Stored data:

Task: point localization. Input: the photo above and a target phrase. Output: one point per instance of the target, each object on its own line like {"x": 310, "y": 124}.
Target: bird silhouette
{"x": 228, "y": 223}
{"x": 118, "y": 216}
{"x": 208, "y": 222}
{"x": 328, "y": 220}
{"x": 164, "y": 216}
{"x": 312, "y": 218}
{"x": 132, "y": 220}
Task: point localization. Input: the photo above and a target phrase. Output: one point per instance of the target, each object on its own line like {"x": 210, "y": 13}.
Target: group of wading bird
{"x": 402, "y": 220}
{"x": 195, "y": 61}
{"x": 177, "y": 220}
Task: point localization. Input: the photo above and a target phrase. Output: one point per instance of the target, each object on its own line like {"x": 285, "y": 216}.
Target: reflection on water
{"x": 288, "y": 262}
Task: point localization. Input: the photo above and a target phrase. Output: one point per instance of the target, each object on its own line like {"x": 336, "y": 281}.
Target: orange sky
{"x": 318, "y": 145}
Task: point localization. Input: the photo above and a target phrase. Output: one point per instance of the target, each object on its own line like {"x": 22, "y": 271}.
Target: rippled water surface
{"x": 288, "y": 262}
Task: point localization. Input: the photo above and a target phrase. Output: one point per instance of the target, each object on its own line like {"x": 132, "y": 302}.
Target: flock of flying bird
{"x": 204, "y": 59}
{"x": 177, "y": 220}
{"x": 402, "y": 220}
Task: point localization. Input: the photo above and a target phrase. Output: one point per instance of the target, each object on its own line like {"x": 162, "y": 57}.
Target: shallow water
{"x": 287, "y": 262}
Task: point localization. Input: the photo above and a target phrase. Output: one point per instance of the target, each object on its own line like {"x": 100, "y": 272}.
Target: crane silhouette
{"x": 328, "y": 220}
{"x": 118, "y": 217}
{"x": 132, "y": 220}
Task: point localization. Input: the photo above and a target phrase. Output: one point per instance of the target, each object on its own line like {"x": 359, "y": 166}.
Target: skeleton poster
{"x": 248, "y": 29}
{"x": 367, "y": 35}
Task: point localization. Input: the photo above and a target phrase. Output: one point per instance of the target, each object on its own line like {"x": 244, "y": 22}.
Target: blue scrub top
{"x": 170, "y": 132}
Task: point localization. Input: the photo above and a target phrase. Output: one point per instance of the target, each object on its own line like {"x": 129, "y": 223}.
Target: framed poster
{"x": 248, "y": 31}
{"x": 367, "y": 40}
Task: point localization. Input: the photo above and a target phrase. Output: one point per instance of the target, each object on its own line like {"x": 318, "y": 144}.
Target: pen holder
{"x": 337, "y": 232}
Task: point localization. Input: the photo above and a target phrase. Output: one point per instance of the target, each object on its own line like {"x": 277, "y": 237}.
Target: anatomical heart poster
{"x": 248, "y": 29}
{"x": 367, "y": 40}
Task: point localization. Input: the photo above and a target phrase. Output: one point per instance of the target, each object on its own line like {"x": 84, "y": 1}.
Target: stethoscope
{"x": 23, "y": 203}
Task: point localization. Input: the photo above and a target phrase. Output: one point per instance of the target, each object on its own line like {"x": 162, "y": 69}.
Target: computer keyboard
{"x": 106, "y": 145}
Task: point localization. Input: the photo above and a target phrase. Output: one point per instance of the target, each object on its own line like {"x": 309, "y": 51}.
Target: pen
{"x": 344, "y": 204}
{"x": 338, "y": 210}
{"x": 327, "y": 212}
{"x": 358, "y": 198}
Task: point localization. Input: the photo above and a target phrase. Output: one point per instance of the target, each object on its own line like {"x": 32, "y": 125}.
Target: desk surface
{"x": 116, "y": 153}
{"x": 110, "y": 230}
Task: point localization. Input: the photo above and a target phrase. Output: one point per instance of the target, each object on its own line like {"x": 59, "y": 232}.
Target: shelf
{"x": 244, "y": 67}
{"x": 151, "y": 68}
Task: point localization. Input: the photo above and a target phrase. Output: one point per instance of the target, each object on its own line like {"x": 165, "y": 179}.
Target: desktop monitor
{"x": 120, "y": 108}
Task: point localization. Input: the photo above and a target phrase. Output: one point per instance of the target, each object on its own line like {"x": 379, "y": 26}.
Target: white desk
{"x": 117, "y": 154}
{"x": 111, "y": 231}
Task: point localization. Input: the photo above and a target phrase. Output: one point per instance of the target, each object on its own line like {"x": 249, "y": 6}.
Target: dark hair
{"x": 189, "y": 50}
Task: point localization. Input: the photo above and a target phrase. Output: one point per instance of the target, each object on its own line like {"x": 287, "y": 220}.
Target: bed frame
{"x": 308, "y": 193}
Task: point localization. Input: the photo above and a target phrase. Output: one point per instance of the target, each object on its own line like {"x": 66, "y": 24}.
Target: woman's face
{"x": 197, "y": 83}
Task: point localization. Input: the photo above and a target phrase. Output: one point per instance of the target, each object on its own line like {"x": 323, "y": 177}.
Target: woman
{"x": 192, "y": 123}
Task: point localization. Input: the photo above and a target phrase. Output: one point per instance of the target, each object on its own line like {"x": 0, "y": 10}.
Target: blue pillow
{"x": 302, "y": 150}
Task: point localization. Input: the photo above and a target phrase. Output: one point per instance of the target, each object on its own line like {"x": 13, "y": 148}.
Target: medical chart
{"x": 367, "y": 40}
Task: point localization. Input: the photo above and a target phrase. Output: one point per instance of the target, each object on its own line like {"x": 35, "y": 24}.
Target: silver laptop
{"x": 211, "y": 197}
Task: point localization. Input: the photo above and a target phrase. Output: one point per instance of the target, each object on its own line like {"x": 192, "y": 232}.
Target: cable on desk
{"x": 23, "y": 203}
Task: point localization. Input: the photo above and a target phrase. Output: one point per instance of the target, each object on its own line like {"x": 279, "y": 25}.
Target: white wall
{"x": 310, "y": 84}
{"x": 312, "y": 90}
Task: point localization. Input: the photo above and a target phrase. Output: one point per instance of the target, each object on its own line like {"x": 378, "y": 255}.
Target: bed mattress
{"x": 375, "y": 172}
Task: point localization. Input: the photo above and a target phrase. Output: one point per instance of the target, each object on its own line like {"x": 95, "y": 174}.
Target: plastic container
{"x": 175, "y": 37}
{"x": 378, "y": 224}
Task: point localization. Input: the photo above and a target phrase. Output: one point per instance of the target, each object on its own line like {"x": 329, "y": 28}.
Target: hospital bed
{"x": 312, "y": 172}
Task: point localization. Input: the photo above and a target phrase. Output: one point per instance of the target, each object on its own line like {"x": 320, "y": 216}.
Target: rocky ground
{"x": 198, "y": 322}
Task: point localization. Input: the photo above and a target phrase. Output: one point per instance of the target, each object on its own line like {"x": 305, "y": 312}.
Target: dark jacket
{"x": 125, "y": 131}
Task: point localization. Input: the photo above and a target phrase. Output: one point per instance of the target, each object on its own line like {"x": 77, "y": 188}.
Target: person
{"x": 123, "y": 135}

Exercise objective:
Your task is to repeat the data exactly; please include every line.

Complete answer:
Task: point localization. Input: the photo above and a target phrase. Output: one point per instance of the target, each object on its own line like {"x": 310, "y": 124}.
Target: bird silhouette
{"x": 228, "y": 223}
{"x": 118, "y": 216}
{"x": 208, "y": 222}
{"x": 328, "y": 220}
{"x": 164, "y": 216}
{"x": 312, "y": 218}
{"x": 132, "y": 220}
Task: point localization. Input: the photo above and a target phrase. Output: one point per instance of the target, each object on its own line like {"x": 210, "y": 13}.
Target: group of wading bird
{"x": 402, "y": 220}
{"x": 195, "y": 61}
{"x": 177, "y": 220}
Task: point localization. Input: the photo above and a target phrase. Output: one point per instance of the target, each object on its own line like {"x": 285, "y": 216}.
Target: reflection on water
{"x": 288, "y": 262}
Task: point localization. Input: the photo above and a target phrase. Output: one point per instance of the target, each object on its own line like {"x": 336, "y": 281}.
Target: orange sky
{"x": 318, "y": 145}
Task: point localization. Input: the photo above and a target phrase. Output: one point per instance of the target, each object on its own line like {"x": 22, "y": 271}.
Target: rippled water surface
{"x": 288, "y": 262}
Task: point localization. Input: the photo above and a target phrase. Output: one point per instance of the target, each object on its own line like {"x": 132, "y": 302}.
Target: flock of flying bird
{"x": 204, "y": 59}
{"x": 177, "y": 220}
{"x": 402, "y": 220}
Task: point localization. Input: the photo above and a target phrase. Output: one point per instance of the target, each object on its own line like {"x": 162, "y": 57}.
Target: shallow water
{"x": 287, "y": 262}
Task: point localization. Input: the photo above and a target phrase. Output: one point per instance of the target, each object on its own line like {"x": 100, "y": 272}.
Target: crane silhouette
{"x": 328, "y": 220}
{"x": 118, "y": 217}
{"x": 132, "y": 220}
Task: point localization. Input: the photo above and a target phrase. Output: one point per instance of the target, each object on its own line like {"x": 359, "y": 166}.
Target: skeleton poster
{"x": 248, "y": 29}
{"x": 367, "y": 35}
Task: point localization. Input: the photo above and a target phrase. Output: one point per instance of the target, each object on its own line like {"x": 244, "y": 22}.
Target: blue scrub top
{"x": 170, "y": 132}
Task: point localization. Input: the photo above and a target phrase. Output: one point per instance of the target, each object on its own line like {"x": 129, "y": 223}.
Target: framed poster
{"x": 248, "y": 31}
{"x": 367, "y": 40}
Task: point localization. Input: the photo above and a target phrase. Output: one point per instance of the target, each object on its own line like {"x": 318, "y": 144}.
Target: pen holder
{"x": 337, "y": 232}
Task: point localization. Input: the photo above and a target phrase. Output: one point per instance of the target, each object on its own line like {"x": 277, "y": 237}.
Target: anatomical heart poster
{"x": 248, "y": 29}
{"x": 367, "y": 40}
Task: point localization. Input: the photo above and a target phrase. Output: one point per instance of the target, each object on its own line like {"x": 84, "y": 1}.
Target: stethoscope
{"x": 23, "y": 203}
Task: point localization. Input: the photo above and a target phrase. Output: one point per instance of the target, each object on its own line like {"x": 162, "y": 69}.
Target: computer keyboard
{"x": 106, "y": 145}
Task: point localization. Input: the photo above and a target phrase. Output: one point per instance of the target, each object on its own line like {"x": 309, "y": 51}.
Target: pen
{"x": 344, "y": 204}
{"x": 338, "y": 210}
{"x": 327, "y": 212}
{"x": 358, "y": 198}
Task: point localization. Input: the photo above and a target phrase. Output: one point per instance of the target, each object on its own line like {"x": 32, "y": 125}.
Target: desk surface
{"x": 116, "y": 153}
{"x": 110, "y": 230}
Task: point localization. Input: the photo above and a target phrase. Output: one point per instance of the target, each object on its own line like {"x": 59, "y": 232}.
Target: shelf
{"x": 244, "y": 67}
{"x": 151, "y": 68}
Task: point localization. Input: the photo above and a target phrase. Output: one point per instance of the target, each object on its own line like {"x": 165, "y": 179}.
Target: desktop monitor
{"x": 120, "y": 108}
Task: point localization. Input: the photo above and a target phrase. Output: one point per instance of the target, each object on its own line like {"x": 379, "y": 26}.
Target: white desk
{"x": 117, "y": 154}
{"x": 111, "y": 231}
Task: point localization. Input: the photo above and a target phrase. Output: one point per instance of the target, each object on its own line like {"x": 249, "y": 6}.
Target: dark hair
{"x": 189, "y": 50}
Task: point localization. Input: the photo above and a target phrase. Output: one point per instance of the target, each object on its own line like {"x": 287, "y": 220}.
Target: bed frame
{"x": 308, "y": 193}
Task: point localization. Input: the photo above and a target phrase. Output: one point per instance of the target, each object on its own line like {"x": 66, "y": 24}.
Target: woman's face
{"x": 197, "y": 83}
Task: point localization. Input: the photo above and a target phrase. Output: one point per instance of the target, each object on its own line like {"x": 323, "y": 177}.
Target: woman
{"x": 192, "y": 123}
Task: point localization. Input: the photo above and a target phrase. Output: one point per instance of the target, each object on its own line like {"x": 0, "y": 10}.
Target: blue pillow
{"x": 302, "y": 150}
Task: point localization. Input: the photo above and a target phrase. Output: one point per instance of the target, each object on its own line like {"x": 13, "y": 148}.
Target: medical chart
{"x": 367, "y": 40}
Task: point localization. Input: the photo above and a target phrase. Output: one point per instance of the target, each object on its own line like {"x": 35, "y": 24}.
Target: silver laptop
{"x": 211, "y": 197}
Task: point localization. Input: the photo above and a target phrase. Output: one point per instance of the target, each object on its own line like {"x": 192, "y": 232}.
Target: cable on desk
{"x": 23, "y": 203}
Task: point localization. Input: the photo above and a target phrase. Output: one point per instance of the target, each object on its own line like {"x": 279, "y": 25}.
Target: white wall
{"x": 310, "y": 84}
{"x": 312, "y": 90}
Task: point localization. Input: the photo above and a target phrase. Output: one point per instance of the target, each object on its own line like {"x": 378, "y": 255}.
Target: bed mattress
{"x": 375, "y": 172}
Task: point localization. Input: the photo above and a target phrase. Output: one point per instance of the target, each object on its own line like {"x": 95, "y": 174}.
Target: plastic container
{"x": 175, "y": 37}
{"x": 378, "y": 224}
Task: point localization. Input: the photo above and a target phrase. Output: one point per instance of the target, each object on its own line like {"x": 329, "y": 28}.
Target: hospital bed
{"x": 312, "y": 172}
Task: point localization. Input: the photo above and a target phrase. Output: one point per instance of the target, each object on its own line like {"x": 320, "y": 216}.
Target: rocky ground
{"x": 198, "y": 322}
Task: point localization. Input: the photo above and a target phrase. Output: one point per instance of the target, each object on its own line like {"x": 305, "y": 312}.
Target: dark jacket
{"x": 125, "y": 131}
Task: point localization. Input: the photo above and a target phrase. Output: one point per instance of the target, each object on its own line like {"x": 77, "y": 188}.
Target: person
{"x": 123, "y": 135}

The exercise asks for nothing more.